スタッフブログを外注せず内製化するためのスケジュール管理

スタッフブログを外注せず内製化するためのスケジュール管理

はじめに

中小企業が自社のスタッフブログを活用するケースは増えています。しかし、外注によるコスト負担を避けたい、あるいは社内の意見やノウハウを活かした記事を発信したいなどの理由から、内製化の道を選ぶ企業も少なくありません。ところが、いざ内製化に踏み切ったものの、スケジュール管理がうまくいかず更新が滞ってしまったり、通常業務に追われて中断してしまったりするケースが目立ちます。

このような問題を防ぐには、適切なスケジュール管理が不可欠です。本記事では、スタッフブログを内製化する際のスケジュール管理のポイントや、記事品質を落とさずに更新頻度を維持するためのノウハウを解説します。実際に社内で導入しやすい具体例や表を用いて解説しますので、ぜひ参考にしてください。

スタッフブログ内製化のメリット・デメリット

まずは、スタッフブログを外注せずに内製化するメリットとデメリットを整理してみましょう。自社メンバーで記事を書く意味や、内製化の注意点を把握することで、スケジュール管理の大切さがより明確になります。

メリット

  • コスト削減
    外注する場合に比べて制作費用やライターへの支払いなどが抑えられます。
  • 社内ノウハウの蓄積
    業界特有の知識や社内の強みなどを直接反映でき、経験をメンバーに定着させやすいです。

#### [課題]
a) スタッフブログ内製化の記事について、次の問いに答えてください。
(i) 内製化に踏み切った企業で目立つケースとして、更新が滞ること以外に挙げられているのは何ですか。
(ii) 記事は解説に何を用いるとしていますか。
(iii) メリット「コスト削減」で抑えられるとされているものは何ですか。
b) スタッフブログ内製化の記事を、「中小企業が自社のスタッフブロ」を含む文から書き始め、「大切さがより明確になります。」で終えるまで書き直してください。その際、「スケジュール管理」はすべて「進行管理」に置き換えてください。
c) スタッフブログ内製化の記事の続きを、最後に示された文の次から書いてください。

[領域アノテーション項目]
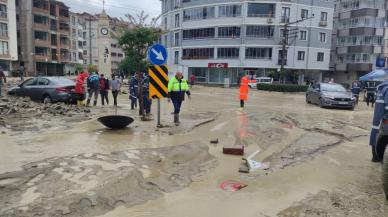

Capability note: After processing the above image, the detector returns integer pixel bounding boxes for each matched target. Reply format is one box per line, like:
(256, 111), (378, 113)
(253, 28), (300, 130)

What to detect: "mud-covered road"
(0, 87), (388, 217)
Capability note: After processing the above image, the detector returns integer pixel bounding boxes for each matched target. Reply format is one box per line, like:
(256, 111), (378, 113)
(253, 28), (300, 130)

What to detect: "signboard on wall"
(207, 63), (228, 69)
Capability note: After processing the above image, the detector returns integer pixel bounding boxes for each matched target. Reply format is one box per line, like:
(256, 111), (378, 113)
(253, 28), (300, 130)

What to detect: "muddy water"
(0, 87), (387, 217)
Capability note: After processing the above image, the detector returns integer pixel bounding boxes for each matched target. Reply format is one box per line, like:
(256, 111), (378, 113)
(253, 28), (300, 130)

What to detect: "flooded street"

#### [解答例]
a)
(i) 通常業務に追われて中断してしまうこと
(ii) 実際に社内で導入しやすい具体例や表
(iii) 制作費用やライターへの支払いなど

b)
中小企業が自社のスタッフブログを活用するケースは増えています。しかし、外注によるコスト負担を避けたい、あるいは社内の意見やノウハウを活かした記事を発信したいなどの理由から、内製化の道を選ぶ企業も少なくありません。ところが、いざ内製化に踏み切ったものの、進行管理がうまくいかず更新が滞ってしまったり、通常業務に追われて中断してしまったりするケースが目立ちます。

このような問題を防ぐには、適切な進行管理が不可欠です。本記事では、スタッフブログを内製化する際の進行管理のポイントや、記事品質を落とさずに更新頻度を維持するためのノウハウを解説します。実際に社内で導入しやすい具体例や表を用いて解説しますので、ぜひ参考にしてください。

スタッフブログ内製化のメリット・デメリット

まずは、スタッフブログを外注せずに内製化するメリットとデメリットを整理してみましょう。自社メンバーで記事を書く意味や、内製化の注意点を把握することで、進行管理の大切さがより明確になります。

c)
  • オリジナリティの確保
    自社の文化や価値観を直接発信できるため、他社との差別化がしやすいです。
  • コミュニケーション活性化
    記事作成のために部署を越えたやり取りが増え、社内コミュニケーションが活発になることがあります。

デメリット

  • 負担が大きい
    通常業務に加えて記事作成のタスクが増えるため、メンバーに過剰な負荷がかかる可能性があります。
  • 専門知識が必要
    記事のテーマや読者目線に合わせたライティングスキルが必要になることがあり、学習コストがかかる場合もあります。
  • スケジュール管理の難しさ
    内製化によって担当者や工程が増え、管理が複雑化しがちです。
  • モチベーション維持が難しい
    長期的に継続するには、メンバーのやる気や協力体制が欠かせません。

こうしたメリットとデメリットを理解しておくだけでも、「なぜスケジュール管理が重要なのか」が見えてきます。次の章では、本格的にスケジュール管理を行う前の準備として、何を整えておくべきかを確認しましょう。

スケジュール管理を始める前の準備

スケジュール管理を行うには、先にいくつかの準備作業が必要です。以下では、成功確率を高めるための重要な準備事項を紹介します。

1. ブログの目的とターゲットを再確認する

スタッフブログを通じて、どのような目的を達成したいのかを明確にしましょう。

  • 新規顧客の獲得
  • 社内ブランディング向上
  • 製品やサービスへの理解促進
    これらの目的とターゲットが明確でないと、書くべき内容や更新頻度もあやふやになり、スケジュール管理もうまく機能しません。最初に目的・ターゲット像をメンバー全員で共有しておきましょう。

2. ブログテーマ・カテゴリーの選定

どのようなテーマの記事をいくつ書くのかを、あらかじめカテゴリごとに大まかに決めておくと、ネタ出しや担当割り振りがスムーズになります。具体的には下記のようにカテゴリを設定すると、全体像が見えやすくなります。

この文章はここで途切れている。